Select from the records below every line that has the word "carving" in it.

> _Stored items from a collection_:

━━━

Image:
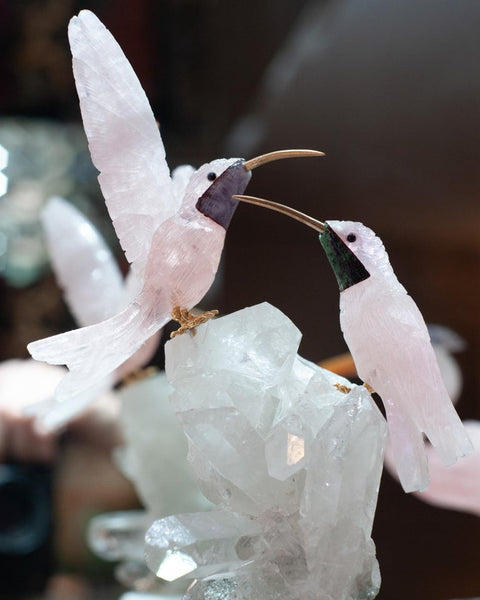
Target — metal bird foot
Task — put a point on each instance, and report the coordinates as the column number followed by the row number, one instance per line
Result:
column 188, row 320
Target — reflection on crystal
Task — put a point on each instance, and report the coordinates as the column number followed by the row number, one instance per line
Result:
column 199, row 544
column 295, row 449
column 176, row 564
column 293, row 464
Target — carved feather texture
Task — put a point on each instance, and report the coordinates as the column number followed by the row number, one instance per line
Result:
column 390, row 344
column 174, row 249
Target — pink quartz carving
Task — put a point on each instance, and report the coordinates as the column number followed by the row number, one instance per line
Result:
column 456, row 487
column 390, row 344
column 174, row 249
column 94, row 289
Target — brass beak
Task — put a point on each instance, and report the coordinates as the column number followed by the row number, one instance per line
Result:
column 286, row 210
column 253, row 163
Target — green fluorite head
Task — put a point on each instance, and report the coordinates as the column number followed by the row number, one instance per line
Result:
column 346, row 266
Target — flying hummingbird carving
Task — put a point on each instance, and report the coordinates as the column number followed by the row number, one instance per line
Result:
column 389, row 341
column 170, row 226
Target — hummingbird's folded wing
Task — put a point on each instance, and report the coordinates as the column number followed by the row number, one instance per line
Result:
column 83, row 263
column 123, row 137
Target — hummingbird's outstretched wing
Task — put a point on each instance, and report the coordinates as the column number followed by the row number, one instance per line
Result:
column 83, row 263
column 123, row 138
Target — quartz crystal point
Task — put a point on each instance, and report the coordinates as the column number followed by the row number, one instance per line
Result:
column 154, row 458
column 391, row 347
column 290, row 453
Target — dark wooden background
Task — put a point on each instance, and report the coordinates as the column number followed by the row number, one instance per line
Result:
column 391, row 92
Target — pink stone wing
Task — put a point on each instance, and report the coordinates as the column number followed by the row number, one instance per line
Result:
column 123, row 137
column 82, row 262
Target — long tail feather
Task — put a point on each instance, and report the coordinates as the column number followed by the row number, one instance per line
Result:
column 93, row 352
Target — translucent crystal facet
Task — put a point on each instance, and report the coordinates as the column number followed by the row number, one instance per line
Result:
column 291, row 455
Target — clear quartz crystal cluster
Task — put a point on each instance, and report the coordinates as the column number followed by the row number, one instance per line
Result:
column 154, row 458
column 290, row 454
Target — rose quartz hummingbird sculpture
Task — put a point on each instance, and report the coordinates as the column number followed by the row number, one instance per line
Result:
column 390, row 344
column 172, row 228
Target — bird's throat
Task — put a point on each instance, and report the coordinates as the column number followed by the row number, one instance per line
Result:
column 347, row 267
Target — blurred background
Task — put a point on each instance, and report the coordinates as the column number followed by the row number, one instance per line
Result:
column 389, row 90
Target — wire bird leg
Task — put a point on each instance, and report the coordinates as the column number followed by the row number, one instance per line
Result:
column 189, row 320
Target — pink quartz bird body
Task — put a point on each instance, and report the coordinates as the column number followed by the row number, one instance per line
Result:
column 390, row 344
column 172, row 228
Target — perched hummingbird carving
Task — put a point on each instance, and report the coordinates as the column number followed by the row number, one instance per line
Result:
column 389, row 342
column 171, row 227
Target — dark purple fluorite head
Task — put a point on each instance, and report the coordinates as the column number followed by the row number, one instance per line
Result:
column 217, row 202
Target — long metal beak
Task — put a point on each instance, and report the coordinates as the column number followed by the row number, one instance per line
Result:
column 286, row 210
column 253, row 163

━━━

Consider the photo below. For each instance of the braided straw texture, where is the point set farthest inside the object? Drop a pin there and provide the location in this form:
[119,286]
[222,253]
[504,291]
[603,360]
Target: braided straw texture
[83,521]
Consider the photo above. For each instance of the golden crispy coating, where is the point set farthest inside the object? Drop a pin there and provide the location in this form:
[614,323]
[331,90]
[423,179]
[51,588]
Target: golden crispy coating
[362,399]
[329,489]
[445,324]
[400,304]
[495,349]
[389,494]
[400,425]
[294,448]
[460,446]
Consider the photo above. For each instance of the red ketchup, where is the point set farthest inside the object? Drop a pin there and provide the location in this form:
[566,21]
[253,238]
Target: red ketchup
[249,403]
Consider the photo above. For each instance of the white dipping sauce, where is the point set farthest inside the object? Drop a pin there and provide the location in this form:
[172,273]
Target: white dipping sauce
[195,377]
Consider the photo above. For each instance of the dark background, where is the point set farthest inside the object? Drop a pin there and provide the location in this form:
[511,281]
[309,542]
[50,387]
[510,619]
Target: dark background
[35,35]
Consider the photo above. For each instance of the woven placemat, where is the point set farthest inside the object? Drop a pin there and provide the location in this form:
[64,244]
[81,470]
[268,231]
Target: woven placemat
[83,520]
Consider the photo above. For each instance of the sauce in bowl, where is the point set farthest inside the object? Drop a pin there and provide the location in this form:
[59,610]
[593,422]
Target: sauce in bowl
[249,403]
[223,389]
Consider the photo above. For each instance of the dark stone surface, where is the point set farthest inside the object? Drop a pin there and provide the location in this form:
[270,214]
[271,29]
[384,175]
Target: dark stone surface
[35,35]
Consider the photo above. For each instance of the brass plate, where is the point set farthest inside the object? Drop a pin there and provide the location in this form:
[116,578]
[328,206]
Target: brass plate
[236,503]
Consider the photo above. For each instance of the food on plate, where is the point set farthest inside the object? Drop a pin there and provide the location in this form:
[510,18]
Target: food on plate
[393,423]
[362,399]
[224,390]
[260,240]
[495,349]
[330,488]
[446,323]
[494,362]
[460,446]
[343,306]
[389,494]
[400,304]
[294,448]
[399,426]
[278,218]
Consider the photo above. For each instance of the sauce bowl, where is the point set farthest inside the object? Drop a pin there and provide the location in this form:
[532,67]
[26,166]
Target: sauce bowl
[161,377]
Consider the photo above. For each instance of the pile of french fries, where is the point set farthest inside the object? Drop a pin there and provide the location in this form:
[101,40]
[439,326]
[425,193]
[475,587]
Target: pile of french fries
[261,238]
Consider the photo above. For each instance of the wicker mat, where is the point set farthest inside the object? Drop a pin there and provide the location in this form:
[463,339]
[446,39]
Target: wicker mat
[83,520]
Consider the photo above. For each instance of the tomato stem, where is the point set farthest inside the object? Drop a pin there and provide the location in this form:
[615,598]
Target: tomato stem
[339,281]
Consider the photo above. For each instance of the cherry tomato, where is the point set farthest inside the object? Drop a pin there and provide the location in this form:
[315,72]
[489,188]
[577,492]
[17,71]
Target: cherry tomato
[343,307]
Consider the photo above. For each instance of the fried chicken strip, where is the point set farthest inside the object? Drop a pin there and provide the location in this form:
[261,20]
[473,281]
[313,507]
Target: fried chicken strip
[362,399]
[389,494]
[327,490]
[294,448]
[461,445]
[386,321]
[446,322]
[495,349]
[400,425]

━━━

> _EXERCISE ANSWER_:
Target — pink quartz carving
Target — flying hummingbird carving
Target — perched hummingbird carving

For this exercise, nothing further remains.